┌──

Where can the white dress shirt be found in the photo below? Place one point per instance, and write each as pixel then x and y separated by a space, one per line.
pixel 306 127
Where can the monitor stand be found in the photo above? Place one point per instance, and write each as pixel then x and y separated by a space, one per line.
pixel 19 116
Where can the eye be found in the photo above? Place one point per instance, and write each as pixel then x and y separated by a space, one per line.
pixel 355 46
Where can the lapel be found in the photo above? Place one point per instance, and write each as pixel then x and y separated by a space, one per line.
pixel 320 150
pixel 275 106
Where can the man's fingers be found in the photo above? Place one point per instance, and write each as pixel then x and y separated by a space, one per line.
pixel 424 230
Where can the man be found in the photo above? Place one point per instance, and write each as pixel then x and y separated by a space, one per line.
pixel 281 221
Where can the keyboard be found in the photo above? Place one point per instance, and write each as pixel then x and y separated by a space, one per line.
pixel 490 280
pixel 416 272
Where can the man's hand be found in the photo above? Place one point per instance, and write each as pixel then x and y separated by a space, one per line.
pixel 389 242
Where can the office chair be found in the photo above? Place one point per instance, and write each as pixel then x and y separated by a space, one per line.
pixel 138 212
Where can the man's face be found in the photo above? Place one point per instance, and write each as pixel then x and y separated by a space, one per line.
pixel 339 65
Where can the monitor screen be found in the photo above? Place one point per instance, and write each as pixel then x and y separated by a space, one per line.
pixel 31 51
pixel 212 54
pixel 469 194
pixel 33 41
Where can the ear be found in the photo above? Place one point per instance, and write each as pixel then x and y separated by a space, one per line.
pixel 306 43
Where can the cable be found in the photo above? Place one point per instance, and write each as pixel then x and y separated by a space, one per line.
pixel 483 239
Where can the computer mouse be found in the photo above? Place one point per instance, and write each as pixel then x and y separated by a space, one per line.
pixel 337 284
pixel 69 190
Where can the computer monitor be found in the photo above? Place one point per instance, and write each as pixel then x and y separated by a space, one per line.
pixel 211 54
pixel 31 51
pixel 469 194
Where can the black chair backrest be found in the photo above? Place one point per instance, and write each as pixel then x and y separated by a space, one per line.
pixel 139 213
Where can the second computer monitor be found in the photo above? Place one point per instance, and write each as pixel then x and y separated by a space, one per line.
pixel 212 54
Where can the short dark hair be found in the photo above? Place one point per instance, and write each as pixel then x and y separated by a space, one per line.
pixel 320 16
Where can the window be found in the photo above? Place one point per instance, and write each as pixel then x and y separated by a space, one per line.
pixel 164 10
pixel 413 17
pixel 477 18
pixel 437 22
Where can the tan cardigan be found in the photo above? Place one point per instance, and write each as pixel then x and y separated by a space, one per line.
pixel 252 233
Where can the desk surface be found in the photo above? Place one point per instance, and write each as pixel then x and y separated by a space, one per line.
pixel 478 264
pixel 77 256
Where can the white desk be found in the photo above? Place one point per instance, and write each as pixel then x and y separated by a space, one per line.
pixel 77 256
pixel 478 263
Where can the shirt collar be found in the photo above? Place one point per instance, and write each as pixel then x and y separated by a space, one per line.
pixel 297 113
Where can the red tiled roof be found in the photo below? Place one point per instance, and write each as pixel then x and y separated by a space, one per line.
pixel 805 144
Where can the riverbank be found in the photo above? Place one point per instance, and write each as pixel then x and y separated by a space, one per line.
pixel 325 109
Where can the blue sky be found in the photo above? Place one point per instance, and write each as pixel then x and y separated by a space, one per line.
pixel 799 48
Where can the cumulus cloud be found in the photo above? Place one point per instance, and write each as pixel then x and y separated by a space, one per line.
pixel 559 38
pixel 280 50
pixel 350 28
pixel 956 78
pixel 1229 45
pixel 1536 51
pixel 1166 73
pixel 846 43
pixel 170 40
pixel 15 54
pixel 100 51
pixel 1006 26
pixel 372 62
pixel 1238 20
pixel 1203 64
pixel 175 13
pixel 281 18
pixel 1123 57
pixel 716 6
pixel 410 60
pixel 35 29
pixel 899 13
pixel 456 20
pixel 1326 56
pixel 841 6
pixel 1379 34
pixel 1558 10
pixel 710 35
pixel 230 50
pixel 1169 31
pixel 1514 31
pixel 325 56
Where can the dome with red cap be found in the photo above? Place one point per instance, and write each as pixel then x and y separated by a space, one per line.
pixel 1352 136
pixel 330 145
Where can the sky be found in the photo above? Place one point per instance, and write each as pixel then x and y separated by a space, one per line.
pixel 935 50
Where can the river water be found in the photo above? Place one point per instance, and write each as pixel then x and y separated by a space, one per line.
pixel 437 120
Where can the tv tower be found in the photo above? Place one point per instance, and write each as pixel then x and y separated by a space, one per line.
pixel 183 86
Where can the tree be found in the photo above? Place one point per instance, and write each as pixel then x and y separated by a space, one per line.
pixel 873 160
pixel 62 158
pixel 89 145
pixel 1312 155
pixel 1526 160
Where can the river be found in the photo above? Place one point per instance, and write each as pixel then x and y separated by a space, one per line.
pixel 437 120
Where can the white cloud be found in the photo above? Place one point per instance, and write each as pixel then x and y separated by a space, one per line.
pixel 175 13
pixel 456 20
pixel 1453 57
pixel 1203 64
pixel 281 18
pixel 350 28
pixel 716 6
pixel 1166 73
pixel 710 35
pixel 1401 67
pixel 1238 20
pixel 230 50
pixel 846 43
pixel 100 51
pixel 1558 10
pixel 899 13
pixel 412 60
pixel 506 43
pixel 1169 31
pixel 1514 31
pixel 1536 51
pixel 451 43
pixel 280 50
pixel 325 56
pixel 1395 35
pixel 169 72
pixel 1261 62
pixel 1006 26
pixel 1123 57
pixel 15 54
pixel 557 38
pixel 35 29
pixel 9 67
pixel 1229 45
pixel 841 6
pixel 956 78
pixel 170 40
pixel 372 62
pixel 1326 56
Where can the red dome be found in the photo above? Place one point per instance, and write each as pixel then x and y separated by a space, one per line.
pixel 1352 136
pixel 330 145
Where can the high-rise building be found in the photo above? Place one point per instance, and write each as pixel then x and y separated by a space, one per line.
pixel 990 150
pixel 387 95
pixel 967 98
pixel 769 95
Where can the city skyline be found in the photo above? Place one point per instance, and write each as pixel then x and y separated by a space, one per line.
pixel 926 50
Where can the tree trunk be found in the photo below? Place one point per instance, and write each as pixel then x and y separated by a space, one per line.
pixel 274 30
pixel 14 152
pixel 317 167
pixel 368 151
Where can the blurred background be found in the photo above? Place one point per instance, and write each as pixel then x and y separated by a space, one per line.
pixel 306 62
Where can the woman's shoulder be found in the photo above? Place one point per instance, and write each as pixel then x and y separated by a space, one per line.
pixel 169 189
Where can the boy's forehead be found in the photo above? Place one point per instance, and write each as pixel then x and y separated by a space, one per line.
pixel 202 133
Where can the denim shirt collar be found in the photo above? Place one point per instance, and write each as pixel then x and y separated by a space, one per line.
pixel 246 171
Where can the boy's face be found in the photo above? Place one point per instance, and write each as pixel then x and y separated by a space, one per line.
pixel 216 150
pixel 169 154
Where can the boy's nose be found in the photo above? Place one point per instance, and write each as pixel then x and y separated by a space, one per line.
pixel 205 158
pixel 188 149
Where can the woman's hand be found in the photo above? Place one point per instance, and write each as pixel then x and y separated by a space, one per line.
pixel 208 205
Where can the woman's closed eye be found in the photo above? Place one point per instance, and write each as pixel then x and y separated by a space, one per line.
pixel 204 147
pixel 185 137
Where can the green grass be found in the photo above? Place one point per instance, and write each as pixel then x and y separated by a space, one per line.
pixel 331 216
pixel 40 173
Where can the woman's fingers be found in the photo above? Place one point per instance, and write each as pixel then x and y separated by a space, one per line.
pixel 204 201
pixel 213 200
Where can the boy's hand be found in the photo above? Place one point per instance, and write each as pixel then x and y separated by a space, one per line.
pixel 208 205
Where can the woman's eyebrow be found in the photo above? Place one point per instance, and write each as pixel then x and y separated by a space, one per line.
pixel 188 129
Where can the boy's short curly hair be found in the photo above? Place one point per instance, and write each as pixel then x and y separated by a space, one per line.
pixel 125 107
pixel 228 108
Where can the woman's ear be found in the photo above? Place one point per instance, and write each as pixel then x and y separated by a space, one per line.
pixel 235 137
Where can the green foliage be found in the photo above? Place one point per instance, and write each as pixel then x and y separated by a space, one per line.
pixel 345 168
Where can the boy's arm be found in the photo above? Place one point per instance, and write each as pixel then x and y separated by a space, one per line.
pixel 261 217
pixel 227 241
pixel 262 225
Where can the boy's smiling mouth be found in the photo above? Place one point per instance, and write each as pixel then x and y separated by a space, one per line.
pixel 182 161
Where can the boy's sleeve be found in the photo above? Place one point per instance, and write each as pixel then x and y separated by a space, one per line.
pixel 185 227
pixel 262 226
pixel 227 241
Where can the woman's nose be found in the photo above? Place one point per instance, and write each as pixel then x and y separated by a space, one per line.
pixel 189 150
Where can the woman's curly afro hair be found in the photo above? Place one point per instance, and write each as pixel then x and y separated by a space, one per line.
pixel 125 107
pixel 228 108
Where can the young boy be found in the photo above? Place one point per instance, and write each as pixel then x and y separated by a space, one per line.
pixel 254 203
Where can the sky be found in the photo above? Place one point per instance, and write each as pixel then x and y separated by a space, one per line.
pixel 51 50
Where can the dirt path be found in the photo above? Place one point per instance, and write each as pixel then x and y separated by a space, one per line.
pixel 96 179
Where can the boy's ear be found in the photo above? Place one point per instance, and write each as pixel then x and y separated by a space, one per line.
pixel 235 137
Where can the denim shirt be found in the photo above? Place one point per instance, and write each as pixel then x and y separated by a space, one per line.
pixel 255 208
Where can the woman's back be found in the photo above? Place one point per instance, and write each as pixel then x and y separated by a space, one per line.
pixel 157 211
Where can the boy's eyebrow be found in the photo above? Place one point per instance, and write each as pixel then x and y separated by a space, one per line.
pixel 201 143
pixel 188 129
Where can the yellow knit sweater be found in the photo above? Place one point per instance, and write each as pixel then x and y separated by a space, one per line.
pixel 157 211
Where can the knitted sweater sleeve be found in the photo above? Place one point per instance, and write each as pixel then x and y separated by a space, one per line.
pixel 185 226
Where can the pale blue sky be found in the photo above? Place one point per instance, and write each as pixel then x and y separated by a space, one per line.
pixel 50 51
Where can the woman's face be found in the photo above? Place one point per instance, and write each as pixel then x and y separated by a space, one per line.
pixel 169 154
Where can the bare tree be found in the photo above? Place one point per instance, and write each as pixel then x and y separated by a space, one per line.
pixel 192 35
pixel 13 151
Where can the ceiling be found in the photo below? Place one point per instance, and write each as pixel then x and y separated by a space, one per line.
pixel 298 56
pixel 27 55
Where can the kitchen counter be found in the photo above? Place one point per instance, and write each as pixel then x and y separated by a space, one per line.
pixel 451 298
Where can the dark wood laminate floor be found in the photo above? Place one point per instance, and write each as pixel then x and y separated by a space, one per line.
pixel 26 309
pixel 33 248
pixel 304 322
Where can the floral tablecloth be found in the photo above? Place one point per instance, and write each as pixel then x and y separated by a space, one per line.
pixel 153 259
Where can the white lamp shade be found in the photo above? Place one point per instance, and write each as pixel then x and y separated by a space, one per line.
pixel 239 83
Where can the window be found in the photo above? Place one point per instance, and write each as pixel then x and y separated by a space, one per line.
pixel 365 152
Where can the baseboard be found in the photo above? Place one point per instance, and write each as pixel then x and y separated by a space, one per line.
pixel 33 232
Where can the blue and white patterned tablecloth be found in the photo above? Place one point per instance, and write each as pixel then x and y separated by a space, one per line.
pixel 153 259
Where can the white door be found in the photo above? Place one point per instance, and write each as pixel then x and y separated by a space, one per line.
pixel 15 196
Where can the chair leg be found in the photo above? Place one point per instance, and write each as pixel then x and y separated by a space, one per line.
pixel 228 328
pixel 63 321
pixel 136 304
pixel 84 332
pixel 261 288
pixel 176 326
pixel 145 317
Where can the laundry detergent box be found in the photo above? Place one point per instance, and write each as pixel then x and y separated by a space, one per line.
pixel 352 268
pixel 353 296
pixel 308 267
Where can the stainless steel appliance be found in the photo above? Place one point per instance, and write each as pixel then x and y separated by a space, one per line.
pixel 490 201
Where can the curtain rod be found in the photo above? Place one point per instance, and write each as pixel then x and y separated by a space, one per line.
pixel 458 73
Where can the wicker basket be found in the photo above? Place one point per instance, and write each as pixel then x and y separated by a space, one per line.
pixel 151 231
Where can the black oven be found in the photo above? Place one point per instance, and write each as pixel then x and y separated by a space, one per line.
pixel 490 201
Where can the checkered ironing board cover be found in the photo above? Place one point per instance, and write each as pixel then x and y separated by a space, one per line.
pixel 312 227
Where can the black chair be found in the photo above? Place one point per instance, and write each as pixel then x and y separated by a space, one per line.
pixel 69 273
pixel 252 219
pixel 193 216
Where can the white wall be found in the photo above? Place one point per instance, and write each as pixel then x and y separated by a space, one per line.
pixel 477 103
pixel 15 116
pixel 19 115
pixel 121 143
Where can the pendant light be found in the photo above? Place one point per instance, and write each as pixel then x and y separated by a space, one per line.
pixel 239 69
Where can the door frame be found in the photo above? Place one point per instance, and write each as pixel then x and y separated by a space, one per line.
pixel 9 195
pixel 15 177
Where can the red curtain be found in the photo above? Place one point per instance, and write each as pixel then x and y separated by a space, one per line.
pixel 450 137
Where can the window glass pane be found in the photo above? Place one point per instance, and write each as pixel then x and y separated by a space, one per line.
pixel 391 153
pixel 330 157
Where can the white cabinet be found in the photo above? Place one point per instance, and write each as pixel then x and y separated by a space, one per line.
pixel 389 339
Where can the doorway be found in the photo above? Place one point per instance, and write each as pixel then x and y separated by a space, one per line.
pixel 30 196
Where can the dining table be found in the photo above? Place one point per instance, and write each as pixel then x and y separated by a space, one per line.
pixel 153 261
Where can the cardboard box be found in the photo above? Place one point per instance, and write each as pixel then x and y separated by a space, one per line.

└──

# [Exercise]
Reproduce the lines from the one with "Where can the dark" to the one with "pixel 33 232", changing "floral tablecloth" to "flowered tablecloth" and leaving everything else unchanged.

# [Exercise output]
Where can the dark wood laminate floor be found in the photo above? Place one point per instance, and write each as pixel then x and y separated by a space, one per line.
pixel 26 309
pixel 33 248
pixel 304 322
Where can the flowered tablecloth be found in the photo above? Place one point per instance, and write each as pixel then x and y separated by a space, one per line.
pixel 153 259
Where can the white lamp shade be found in the photo above? Place one point per instance, and write each as pixel then x and y separated by a space, one per line.
pixel 239 83
Where can the window be found in the photo above? Place one point per instance, and write each as pixel then x and y separated by a space, one per line.
pixel 365 152
Where can the baseboard be found in the photo above? Place one point per instance, and write each as pixel then x and y separated by a space, one per line.
pixel 33 232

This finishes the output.